··· Data supplied ···

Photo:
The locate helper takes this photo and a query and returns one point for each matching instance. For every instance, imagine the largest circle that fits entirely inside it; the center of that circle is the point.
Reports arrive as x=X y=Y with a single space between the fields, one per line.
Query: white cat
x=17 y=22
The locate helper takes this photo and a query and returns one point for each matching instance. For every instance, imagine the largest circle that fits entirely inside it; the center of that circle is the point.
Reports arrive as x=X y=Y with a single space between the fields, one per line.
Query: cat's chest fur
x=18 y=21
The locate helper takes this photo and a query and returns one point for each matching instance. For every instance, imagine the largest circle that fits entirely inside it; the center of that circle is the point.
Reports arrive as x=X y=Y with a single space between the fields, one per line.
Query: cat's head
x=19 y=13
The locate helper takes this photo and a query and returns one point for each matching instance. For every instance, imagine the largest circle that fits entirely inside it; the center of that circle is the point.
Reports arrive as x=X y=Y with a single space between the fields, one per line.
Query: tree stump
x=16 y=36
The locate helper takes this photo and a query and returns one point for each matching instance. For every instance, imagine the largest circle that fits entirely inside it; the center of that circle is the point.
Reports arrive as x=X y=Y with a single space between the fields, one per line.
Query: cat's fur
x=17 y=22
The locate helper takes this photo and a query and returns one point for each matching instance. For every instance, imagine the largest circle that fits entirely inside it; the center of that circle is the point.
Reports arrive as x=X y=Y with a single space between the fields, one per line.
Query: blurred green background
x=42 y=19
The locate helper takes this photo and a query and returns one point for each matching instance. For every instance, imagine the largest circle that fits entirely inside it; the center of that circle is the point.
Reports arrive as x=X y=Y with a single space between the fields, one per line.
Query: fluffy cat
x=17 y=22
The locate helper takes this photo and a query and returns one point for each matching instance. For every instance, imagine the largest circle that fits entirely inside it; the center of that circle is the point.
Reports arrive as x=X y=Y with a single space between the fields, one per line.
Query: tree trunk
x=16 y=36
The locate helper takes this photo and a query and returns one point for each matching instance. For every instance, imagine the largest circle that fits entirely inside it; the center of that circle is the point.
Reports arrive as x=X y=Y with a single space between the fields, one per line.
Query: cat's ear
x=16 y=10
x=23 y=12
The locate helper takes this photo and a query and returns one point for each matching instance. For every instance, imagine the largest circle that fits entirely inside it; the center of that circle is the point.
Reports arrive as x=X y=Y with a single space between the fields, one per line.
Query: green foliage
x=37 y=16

···

* Problem description
Print every record exactly as it was given.

* Written solution
Photo:
The locate helper takes this photo and a query and returns one point for each matching instance. For every instance, imagine the largest circle that fits entirely inside it; the center of that circle is the point.
Reports arrive as x=X y=Y with a single space between the fields, one per line.
Query: white cat
x=17 y=22
The locate helper takes this photo and a query and returns one point for each matching instance. For every instance, imagine the largest circle that fits entirely inside it; the center of that circle is the point.
Reports arrive as x=X y=Y with a single space between the fields, one per line.
Query: cat's chest fur
x=18 y=21
The locate helper takes this photo and a query and returns one point for each matching instance. For every instance, imagine the largest circle that fits entirely inside it; the center of that circle is the point.
Reports arrive as x=X y=Y with a single space between the fields, one per line.
Query: cat's head
x=19 y=13
The locate helper takes this photo and a query and returns one point for each matching instance. For every instance, imagine the largest circle that fits entirely inside it; the center of that circle is the point.
Reports arrive as x=X y=Y with a single space between the fields, one per line.
Query: tree stump
x=16 y=36
The locate helper takes this photo and a query and returns one point for each matching instance. For every instance, imagine the largest circle that fits entirely inside it; the center of that circle is the point.
Reports arrive as x=X y=Y with a single space between the fields, one per line.
Query: cat's fur
x=17 y=22
The locate helper takes this photo and a query and returns one point for each matching instance. For every instance, imagine the largest circle that fits entirely inside it; the center of that circle is the point.
Reports arrive as x=X y=Y with a single space between the fields, one per line.
Query: blurred green background
x=42 y=19
The locate helper takes this photo and a query and returns one point for each matching instance. For every instance, imagine the largest circle that fits entirely inside it; the center of that circle is the point.
Reports arrive as x=X y=Y with a single space between the fields, one per line.
Query: fluffy cat
x=17 y=22
The locate helper takes this photo and a query and returns one point for each matching instance. For every instance, imagine the largest circle that fits entirely inside it; the center of that circle is the point.
Reports arrive as x=X y=Y with a single space between the fields, one per line.
Query: tree trunk
x=16 y=36
The locate helper takes this photo and a query and returns one point for each matching instance. For every instance, imagine the largest circle that fits entirely inside it; the center of that circle is the point.
Reports arrive as x=X y=Y with a single space between the fields, one per line.
Query: cat's ear
x=16 y=10
x=23 y=12
The locate helper takes this photo and a query and returns one point for each matching instance. For every instance, imagine the largest circle that fits entirely inside it; the center of that circle is the point.
Reports arrive as x=X y=Y with a single space between the fields, one per line.
Query: green foliage
x=37 y=16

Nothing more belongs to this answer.